Task input:
┄┄┄┄┄┄
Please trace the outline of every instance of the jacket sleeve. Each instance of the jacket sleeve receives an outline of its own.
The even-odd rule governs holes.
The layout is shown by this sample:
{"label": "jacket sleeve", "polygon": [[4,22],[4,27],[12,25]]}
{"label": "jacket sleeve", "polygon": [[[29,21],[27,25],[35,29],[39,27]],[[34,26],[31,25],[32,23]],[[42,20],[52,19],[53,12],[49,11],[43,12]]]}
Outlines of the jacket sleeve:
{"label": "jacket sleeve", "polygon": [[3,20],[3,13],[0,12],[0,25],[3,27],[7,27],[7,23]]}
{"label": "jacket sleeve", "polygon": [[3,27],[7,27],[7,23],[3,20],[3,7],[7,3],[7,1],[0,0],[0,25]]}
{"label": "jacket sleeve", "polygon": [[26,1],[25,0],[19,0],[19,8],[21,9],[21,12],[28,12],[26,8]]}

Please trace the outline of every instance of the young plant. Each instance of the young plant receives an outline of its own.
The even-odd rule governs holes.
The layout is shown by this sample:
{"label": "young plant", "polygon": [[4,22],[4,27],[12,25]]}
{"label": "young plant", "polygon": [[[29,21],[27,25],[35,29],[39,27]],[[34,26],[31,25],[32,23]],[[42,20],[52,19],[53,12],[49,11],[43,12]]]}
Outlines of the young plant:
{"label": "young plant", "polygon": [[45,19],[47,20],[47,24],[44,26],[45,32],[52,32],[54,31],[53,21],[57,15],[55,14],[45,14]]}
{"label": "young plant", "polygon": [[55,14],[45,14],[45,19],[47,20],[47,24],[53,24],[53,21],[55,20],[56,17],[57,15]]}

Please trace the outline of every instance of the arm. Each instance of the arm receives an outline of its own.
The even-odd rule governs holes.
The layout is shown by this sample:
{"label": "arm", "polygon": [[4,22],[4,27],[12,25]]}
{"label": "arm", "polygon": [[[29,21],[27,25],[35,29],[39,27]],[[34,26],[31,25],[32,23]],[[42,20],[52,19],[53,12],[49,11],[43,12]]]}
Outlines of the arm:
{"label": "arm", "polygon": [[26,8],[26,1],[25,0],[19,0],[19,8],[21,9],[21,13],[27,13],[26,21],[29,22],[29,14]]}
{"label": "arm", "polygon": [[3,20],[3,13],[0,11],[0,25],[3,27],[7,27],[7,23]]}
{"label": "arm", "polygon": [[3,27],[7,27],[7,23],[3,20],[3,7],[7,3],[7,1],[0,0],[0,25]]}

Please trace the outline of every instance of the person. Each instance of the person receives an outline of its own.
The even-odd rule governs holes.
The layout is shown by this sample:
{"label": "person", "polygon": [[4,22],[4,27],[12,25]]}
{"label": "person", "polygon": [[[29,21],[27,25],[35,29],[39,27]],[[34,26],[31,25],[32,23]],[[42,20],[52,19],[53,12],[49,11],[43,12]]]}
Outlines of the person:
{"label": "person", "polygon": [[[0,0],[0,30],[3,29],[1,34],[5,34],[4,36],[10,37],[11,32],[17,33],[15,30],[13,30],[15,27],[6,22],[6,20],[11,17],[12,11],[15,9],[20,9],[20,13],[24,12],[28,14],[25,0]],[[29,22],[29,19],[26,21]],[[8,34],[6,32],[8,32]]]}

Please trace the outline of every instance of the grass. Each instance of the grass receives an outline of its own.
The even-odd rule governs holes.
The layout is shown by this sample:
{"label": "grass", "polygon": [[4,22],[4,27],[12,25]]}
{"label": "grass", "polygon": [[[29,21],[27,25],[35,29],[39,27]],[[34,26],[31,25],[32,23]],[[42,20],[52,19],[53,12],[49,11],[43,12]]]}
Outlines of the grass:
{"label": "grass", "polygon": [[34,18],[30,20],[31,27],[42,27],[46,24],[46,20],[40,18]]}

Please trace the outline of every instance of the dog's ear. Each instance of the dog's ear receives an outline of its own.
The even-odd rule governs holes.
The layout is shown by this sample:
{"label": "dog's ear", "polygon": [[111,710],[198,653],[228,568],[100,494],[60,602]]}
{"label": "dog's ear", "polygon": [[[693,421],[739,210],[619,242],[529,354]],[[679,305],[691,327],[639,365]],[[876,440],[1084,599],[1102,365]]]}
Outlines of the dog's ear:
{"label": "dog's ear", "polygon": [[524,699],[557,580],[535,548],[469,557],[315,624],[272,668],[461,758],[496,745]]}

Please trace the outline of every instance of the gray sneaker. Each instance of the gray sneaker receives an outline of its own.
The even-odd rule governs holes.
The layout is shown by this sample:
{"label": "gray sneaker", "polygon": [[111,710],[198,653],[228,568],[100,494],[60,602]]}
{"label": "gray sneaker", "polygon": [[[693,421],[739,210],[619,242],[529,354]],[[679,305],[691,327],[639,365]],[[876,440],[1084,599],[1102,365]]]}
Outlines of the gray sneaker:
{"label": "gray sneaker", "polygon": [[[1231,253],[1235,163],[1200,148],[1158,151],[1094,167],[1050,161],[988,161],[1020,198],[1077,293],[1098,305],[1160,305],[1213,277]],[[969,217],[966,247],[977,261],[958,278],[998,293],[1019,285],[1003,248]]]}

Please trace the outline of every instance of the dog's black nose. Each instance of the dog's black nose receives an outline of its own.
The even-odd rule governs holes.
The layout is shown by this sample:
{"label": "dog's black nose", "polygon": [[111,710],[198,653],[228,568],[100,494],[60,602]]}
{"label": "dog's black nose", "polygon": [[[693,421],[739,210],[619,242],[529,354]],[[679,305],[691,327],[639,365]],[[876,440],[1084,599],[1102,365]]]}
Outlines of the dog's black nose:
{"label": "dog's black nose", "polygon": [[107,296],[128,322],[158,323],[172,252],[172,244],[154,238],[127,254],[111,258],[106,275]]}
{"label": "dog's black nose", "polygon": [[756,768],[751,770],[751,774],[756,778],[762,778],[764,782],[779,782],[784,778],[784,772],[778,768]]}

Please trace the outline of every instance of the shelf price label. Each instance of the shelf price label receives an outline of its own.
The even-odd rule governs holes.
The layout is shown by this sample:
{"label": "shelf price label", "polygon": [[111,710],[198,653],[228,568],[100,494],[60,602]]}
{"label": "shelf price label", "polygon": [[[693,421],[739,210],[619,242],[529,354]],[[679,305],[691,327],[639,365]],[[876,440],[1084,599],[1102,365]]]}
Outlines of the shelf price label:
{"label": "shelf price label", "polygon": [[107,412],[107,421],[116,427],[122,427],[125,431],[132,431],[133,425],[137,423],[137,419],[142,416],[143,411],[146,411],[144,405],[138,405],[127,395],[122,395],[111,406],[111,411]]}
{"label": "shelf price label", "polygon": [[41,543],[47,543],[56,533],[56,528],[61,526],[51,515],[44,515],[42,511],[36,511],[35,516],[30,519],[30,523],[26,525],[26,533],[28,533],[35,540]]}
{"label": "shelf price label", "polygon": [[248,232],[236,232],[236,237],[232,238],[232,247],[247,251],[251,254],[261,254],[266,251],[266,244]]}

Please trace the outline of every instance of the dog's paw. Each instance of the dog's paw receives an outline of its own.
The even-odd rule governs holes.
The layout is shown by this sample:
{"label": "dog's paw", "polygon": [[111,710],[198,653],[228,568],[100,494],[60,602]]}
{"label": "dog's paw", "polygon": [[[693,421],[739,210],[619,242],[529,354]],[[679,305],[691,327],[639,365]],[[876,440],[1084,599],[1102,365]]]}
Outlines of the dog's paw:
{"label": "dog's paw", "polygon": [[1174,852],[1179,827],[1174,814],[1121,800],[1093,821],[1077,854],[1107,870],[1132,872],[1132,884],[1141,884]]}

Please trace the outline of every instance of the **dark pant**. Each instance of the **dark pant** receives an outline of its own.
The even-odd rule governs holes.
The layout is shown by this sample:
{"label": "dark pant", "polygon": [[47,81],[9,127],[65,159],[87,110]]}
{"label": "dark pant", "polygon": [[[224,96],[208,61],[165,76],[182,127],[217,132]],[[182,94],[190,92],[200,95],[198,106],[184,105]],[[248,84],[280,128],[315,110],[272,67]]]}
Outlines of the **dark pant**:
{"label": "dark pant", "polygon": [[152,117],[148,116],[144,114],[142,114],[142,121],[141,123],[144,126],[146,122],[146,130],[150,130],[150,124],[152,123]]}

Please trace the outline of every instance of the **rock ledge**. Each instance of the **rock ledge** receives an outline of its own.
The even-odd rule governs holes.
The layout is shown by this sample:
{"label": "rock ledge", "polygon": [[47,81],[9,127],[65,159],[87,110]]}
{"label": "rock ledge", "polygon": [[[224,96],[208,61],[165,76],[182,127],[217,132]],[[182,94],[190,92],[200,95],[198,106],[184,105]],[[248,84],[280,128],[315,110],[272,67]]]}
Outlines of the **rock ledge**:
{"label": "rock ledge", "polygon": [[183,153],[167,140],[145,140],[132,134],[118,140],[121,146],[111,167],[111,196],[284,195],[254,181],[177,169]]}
┄┄┄┄┄┄
Exercise prompt: Quote word for word the lines from the one containing "Please trace the outline of every instance of the **rock" through the end of the entries.

Complete response:
Please trace the outline of every instance of the **rock ledge**. Each instance of the **rock ledge** receives an outline of its own.
The even-odd rule governs holes.
The layout is shown by this sample:
{"label": "rock ledge", "polygon": [[47,81],[9,127],[65,159],[87,110]]}
{"label": "rock ledge", "polygon": [[[224,96],[208,61],[165,76],[182,127],[217,132]],[[182,94],[190,92],[200,95],[198,106],[184,105]],[[248,84],[280,128],[315,110],[272,67]]]}
Outlines of the **rock ledge**:
{"label": "rock ledge", "polygon": [[183,153],[167,140],[145,140],[132,134],[118,140],[121,146],[111,167],[111,196],[284,195],[254,181],[177,169]]}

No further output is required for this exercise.